Photo-based point labeling data:
· · ·
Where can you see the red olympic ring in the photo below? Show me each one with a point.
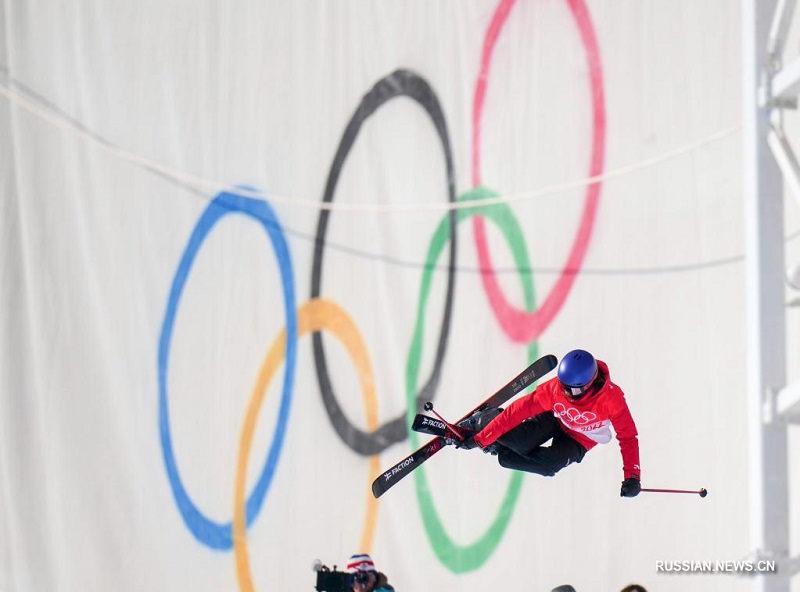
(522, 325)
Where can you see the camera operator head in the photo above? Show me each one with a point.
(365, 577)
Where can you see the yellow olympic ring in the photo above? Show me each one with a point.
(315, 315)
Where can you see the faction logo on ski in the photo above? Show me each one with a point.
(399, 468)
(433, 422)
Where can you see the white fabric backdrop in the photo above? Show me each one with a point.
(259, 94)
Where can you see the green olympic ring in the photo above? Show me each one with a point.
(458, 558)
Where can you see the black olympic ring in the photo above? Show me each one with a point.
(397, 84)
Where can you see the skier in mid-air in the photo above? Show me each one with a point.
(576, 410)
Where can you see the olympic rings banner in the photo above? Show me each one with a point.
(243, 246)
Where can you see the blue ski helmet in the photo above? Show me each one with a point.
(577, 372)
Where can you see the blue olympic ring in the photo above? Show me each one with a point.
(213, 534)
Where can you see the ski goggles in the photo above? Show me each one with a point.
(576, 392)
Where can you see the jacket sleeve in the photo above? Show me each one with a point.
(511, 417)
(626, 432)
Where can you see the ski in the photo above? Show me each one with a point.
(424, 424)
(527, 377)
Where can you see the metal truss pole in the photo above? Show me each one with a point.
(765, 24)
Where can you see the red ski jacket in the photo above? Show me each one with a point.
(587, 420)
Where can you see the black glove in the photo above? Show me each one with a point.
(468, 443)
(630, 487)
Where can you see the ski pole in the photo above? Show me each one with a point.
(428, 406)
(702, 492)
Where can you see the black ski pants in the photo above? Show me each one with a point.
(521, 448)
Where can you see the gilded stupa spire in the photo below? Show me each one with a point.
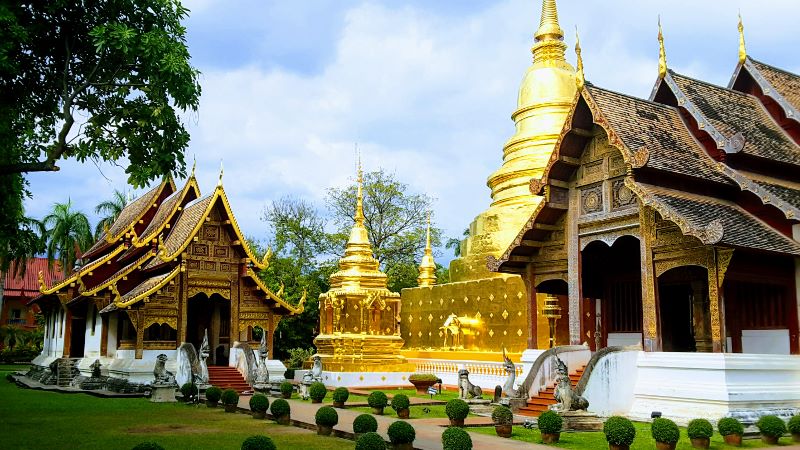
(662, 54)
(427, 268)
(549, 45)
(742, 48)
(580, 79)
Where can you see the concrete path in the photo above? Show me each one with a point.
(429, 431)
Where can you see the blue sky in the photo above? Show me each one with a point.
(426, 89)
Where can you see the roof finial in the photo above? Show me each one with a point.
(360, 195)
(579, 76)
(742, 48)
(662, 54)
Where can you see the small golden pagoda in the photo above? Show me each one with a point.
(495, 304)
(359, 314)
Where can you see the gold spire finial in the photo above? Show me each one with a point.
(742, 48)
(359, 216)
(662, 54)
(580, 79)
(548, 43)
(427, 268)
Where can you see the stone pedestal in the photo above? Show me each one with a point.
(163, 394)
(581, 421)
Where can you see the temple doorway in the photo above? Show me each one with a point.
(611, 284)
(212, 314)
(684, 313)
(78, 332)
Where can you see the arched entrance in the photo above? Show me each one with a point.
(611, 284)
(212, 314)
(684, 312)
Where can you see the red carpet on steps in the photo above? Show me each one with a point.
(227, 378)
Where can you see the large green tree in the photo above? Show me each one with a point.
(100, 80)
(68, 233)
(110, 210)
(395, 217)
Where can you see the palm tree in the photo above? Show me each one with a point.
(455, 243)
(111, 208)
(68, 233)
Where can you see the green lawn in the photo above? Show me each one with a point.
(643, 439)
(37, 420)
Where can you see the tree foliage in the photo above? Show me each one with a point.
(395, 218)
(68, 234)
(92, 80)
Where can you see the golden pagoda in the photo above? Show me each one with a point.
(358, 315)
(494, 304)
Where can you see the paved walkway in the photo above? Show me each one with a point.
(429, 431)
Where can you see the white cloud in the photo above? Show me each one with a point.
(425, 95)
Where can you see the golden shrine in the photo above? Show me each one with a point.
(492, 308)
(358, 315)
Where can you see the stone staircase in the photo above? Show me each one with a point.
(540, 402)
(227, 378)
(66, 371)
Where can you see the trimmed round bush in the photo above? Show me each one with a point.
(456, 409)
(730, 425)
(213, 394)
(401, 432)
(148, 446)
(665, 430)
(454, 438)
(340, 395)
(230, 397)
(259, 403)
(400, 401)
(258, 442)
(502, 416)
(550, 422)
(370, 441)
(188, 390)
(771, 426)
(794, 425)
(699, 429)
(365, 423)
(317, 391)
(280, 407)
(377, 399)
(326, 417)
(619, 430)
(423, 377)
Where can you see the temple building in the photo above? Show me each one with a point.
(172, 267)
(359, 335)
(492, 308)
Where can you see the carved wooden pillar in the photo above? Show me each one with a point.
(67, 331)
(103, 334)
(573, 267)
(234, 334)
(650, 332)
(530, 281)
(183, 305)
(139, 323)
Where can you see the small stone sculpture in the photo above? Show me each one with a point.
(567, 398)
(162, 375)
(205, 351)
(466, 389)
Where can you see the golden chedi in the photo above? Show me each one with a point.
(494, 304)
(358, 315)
· · ·
Your task is to set down the records shown above exactly, minus any pictures.

Where can you see the red olympic ring in the photo below? Show me each one with a point.
(522, 325)
Where can you see the camera operator head in the photo above? Show me each one with a point.
(365, 577)
Where can you see the yellow olympic ring in the photo above? Show me each one with a point.
(315, 315)
Where can you see the faction logo on ski in the photo above? Show me each one with a point.
(399, 468)
(433, 422)
Where can you see the white fabric backdrop in the photo above? Show me each one with a point.
(259, 94)
Where can you see the green olympic ring in the photo above? Show me each one with a point.
(458, 558)
Where can you see the black olympic ring in the photo above? Show me each one with a point.
(397, 84)
Where can you see the skier in mid-air in the photo above? Show me each one with a point.
(576, 410)
Where can you see the olympic rings banner in the photo above? Show me each one with a point.
(243, 246)
Where can you see the blue ski helmet in the photo above? Show me each one with a point.
(577, 372)
Where can you see the blue olympic ring in the photo above? Show me each one with a point.
(213, 534)
Where can you see the ski goggles in the photo above? Show me each one with a point.
(576, 392)
Where can you see the jacket sleeve in the photo above? Show me each one with a point.
(511, 417)
(626, 432)
Where can you see the ski in the photo above? Show me each one with a point.
(424, 424)
(527, 377)
Where can you see the metal truss pole in the photo above? Show me each one with a point.
(765, 24)
Where can you see the red ski jacket in the photo above? Show me each one with a point.
(587, 420)
Where can you see the black glove in the photo above? Show me each one with a point.
(468, 443)
(630, 487)
Where can you see the ski pole in the photo above? Show me each one with a point.
(428, 406)
(702, 492)
Where can you see the black ski pants in the photo above? Show me each one with a point.
(521, 448)
Where can you see the gilded stupa spire in the photo below? Show me each one with a point.
(662, 54)
(427, 268)
(549, 45)
(742, 48)
(580, 79)
Where can you see the concrete path in the photo above? Show me each one with a point.
(429, 431)
Where can you see the blue sky in the photo above? Show me each one with a point.
(426, 89)
Where can you see the roof finial in the photo above? Show me each one with a point.
(360, 195)
(579, 76)
(742, 48)
(662, 54)
Where can you see the small golden pagoda in the photo above? Show me each one with a point.
(495, 304)
(359, 314)
Where can you see the gold spire finial in the photo above? Show me each one with a point.
(742, 48)
(359, 216)
(662, 54)
(580, 79)
(548, 43)
(427, 268)
Where can you see the stone pedestal in the photo above? Show me each one with a point.
(163, 394)
(581, 421)
Where can you see the temple doorway in the photo above? Show me each one with a point.
(611, 284)
(212, 314)
(684, 313)
(78, 332)
Where can you see the arched entrance in the photo above? Show me each one with a point.
(611, 284)
(212, 314)
(684, 312)
Where can you see the red carpet on steps in the photo above? Show me each one with a point.
(227, 378)
Where can you see the large green tree in the photo above? Show me each one with a point.
(100, 80)
(68, 233)
(110, 210)
(395, 217)
Where can you see the palm tree in the photo above? Show me each one with a point.
(455, 243)
(111, 208)
(68, 233)
Where can you see the green lawn in the photo above? Show me each one with a point.
(643, 439)
(37, 420)
Where can you see the tree foliage in the photo above? Show me each one with a point.
(395, 218)
(68, 234)
(92, 80)
Where can you see the golden pagoda in the photo above? Show me each one with a point.
(358, 315)
(494, 304)
Where can you see the paved walkway in the photo above? Show me each one with a point.
(429, 431)
Where can you see the white cloud in the photo above? Show me each one with a point.
(425, 95)
Where can you see the golden shrine in the photo above? Show me each one with a point.
(492, 308)
(358, 315)
Where can you see the stone staircase in the photo above? Show me each one with a point.
(540, 402)
(227, 378)
(66, 371)
Where can you see the trimmed round bush in the photo above? Show me each one with a point.
(456, 409)
(730, 425)
(213, 394)
(401, 432)
(148, 446)
(665, 430)
(454, 438)
(340, 395)
(230, 397)
(259, 403)
(400, 401)
(258, 442)
(502, 416)
(550, 422)
(370, 441)
(188, 390)
(771, 426)
(794, 425)
(699, 429)
(365, 423)
(317, 391)
(280, 407)
(377, 399)
(326, 417)
(619, 430)
(423, 377)
Where can you see the temple building in the photo above? Show me each one with a point.
(172, 267)
(359, 335)
(492, 308)
Where can you see the carved wooden pillar in the photo above? Show me each one with a point.
(67, 331)
(103, 334)
(573, 267)
(234, 334)
(650, 332)
(530, 281)
(183, 305)
(139, 323)
Where can you see the small stone sculpture in the photo above? Show me each one with a point.
(567, 398)
(162, 375)
(205, 351)
(466, 389)
Where can you see the golden chedi in the photo above? Show me each one with a point.
(494, 304)
(358, 315)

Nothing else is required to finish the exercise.